PROMPT A => Select every line in the listing below that contains the word "outdoor", and copy each one out.

★ ★ ★ ★ ★

Rogers´theory on diffusion of innovations claims that users can be distributed on a timeline of successive adopters, innovators, early adopters, early and late majority, and laggards. BEV owners in Norway were, in 2016, classified as early adopters, and we were moving towards the early majority user group in 2018, and have now approached the average socio-demographics of vehicle owners in general (Figenbaum and Nordbakke, 2019). BEV models with more extended range and increased fast-charging network, as well as increased familiarity with electric vehicles in the population, seem to be facilitators of this development (ibid).
In 2016 the BEV owners were mainly young male workers that tended to be part of larger households with high education and higher income, hence, reflecting the consumer profiles on the Swedish market today. Recent studies show that the BEV owners resemble the general population of car owners in terms of socio-economic characteristics (Figenbaum and Nordbakke, 2019). The association of being in larger households has decreased, and a broader demographic of age and gender are seen. As for the driving patterns, BEVs are generally used more frequently than ICEVs for e.g., local trips; such as commuting, shopping, and escorting children to activities. Additionally, it is found that the dominant owner group of BEVs are families that tend to have a greater need for local transport than other vehicle-owned groups (Figenbaum and Nordbakke, 2019).
In regards to charging, the study by Figenbaum and Nordbakke (2019) showed that the frequency of home charging did not change over the years, despite the user-demographic transformation. 80 percent of the users charge at home, at least three times a week; and solely 7 percent of the respondents claimed that they never charge at home, and 2 percent charge at home less than once a month. Of the people who do not frequently charge at home, 56 percent charge at work, 29 percent charge at public chargers, and 15 percent charge on streets close to their home.

★ ★ ★ ★ ★

PROMPT B => Summarize the text on BEV owners in Norway in two sentences.

★ ★ ★ ★ ★

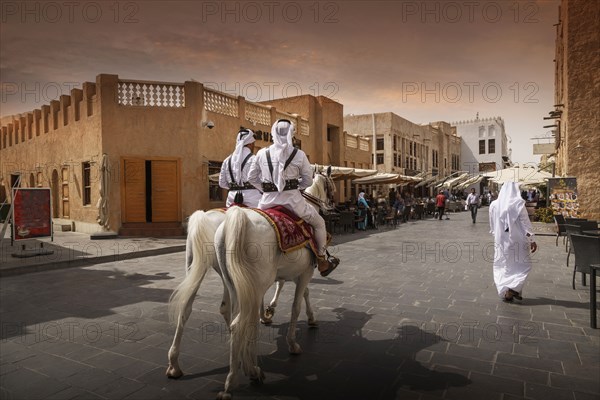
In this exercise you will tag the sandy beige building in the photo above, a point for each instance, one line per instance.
(577, 99)
(135, 157)
(403, 147)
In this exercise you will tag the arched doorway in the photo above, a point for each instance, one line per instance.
(55, 189)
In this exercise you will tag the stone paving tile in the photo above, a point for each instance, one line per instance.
(27, 384)
(530, 362)
(521, 373)
(541, 392)
(580, 384)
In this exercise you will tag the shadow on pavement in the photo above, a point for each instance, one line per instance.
(88, 293)
(339, 363)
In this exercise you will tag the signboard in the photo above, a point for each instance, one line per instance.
(543, 148)
(32, 217)
(563, 196)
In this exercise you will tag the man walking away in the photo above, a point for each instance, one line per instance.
(513, 241)
(440, 202)
(473, 203)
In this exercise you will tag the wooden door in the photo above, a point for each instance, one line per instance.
(65, 192)
(135, 191)
(165, 191)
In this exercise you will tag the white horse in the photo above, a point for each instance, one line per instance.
(201, 256)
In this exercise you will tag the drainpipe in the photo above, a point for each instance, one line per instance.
(374, 144)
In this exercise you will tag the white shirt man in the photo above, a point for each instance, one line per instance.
(473, 204)
(235, 170)
(513, 238)
(281, 171)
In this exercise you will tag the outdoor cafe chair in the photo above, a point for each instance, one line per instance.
(346, 221)
(578, 227)
(560, 226)
(587, 253)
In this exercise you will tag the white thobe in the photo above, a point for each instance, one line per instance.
(299, 168)
(512, 259)
(251, 196)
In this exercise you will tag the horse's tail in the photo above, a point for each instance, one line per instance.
(244, 328)
(197, 242)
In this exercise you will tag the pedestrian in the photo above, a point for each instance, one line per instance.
(281, 171)
(235, 169)
(513, 238)
(473, 204)
(440, 203)
(363, 211)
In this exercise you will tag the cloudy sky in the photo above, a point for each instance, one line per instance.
(423, 60)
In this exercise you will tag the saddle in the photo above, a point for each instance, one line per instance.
(292, 232)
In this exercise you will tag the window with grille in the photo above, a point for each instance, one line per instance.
(87, 185)
(215, 193)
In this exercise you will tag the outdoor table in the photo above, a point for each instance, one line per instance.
(593, 269)
(592, 233)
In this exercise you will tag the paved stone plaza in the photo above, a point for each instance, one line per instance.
(411, 313)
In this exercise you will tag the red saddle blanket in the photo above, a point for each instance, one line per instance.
(292, 232)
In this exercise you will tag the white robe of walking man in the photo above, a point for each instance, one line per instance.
(513, 238)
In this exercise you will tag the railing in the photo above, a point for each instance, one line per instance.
(220, 103)
(364, 145)
(304, 127)
(258, 114)
(151, 94)
(351, 142)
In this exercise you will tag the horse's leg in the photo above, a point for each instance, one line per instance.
(301, 286)
(312, 321)
(267, 315)
(174, 370)
(225, 308)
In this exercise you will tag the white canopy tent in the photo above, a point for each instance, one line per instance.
(471, 181)
(387, 178)
(454, 181)
(345, 172)
(525, 175)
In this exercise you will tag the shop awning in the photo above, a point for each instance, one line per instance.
(524, 175)
(387, 178)
(471, 181)
(345, 172)
(455, 181)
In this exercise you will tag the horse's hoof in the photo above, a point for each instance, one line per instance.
(269, 312)
(174, 373)
(295, 349)
(224, 396)
(259, 377)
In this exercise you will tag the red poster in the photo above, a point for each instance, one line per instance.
(32, 216)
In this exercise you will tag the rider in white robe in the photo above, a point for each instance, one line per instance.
(243, 154)
(286, 182)
(513, 238)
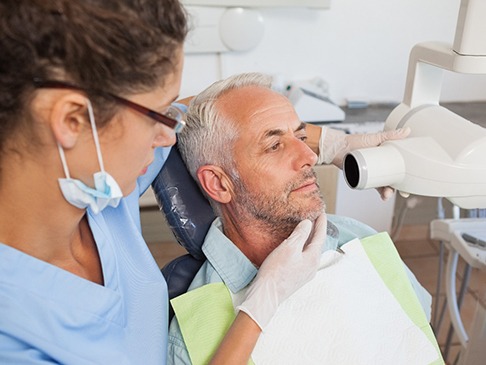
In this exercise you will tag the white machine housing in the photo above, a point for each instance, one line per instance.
(445, 154)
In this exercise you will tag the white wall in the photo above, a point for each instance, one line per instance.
(359, 47)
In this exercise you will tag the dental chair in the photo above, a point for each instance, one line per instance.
(189, 216)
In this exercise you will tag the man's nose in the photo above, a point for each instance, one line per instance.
(304, 156)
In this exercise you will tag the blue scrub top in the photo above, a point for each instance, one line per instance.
(48, 315)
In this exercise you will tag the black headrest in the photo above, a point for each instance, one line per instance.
(188, 212)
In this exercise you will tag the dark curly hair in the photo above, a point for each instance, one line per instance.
(118, 46)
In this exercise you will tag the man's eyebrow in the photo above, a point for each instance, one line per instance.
(280, 132)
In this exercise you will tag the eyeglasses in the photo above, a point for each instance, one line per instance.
(172, 117)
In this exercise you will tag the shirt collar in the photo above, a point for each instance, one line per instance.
(229, 262)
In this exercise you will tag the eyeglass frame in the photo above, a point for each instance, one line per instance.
(177, 123)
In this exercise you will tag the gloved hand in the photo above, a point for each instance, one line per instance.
(285, 270)
(334, 145)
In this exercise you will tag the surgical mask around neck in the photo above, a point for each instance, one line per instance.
(106, 191)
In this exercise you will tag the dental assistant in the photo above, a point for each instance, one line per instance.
(86, 123)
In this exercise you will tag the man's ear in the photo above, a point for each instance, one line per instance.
(215, 183)
(68, 117)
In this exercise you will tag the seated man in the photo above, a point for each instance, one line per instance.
(245, 146)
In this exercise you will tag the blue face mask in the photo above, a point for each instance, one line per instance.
(106, 191)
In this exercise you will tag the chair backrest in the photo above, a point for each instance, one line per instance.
(189, 216)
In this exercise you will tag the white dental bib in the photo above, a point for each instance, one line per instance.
(345, 315)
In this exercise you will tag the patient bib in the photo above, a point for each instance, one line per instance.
(359, 309)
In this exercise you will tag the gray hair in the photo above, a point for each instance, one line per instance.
(209, 136)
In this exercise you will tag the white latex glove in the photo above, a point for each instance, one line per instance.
(285, 270)
(335, 144)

★ ★ ★ ★ ★

RESPONSE A =>
In this exercise you will tag the outdoor cafe chair in the photo above, a point for each instance, one line per instance.
In this exercise you will tag the outdoor table in the photo above, a point for each instance, one line per instance.

RESPONSE B => BEV owners in Norway, classified as early adopters in 2016, have since moved toward the early majority and now resemble car owners in general in socio-economic terms, with families as the dominant owner group and BEVs used more often than ICEVs for local trips. Home charging frequency has not changed despite this shift: 80 percent of users charge at home at least three times a week, and of those who do not frequently charge at home, 56 percent charge at work.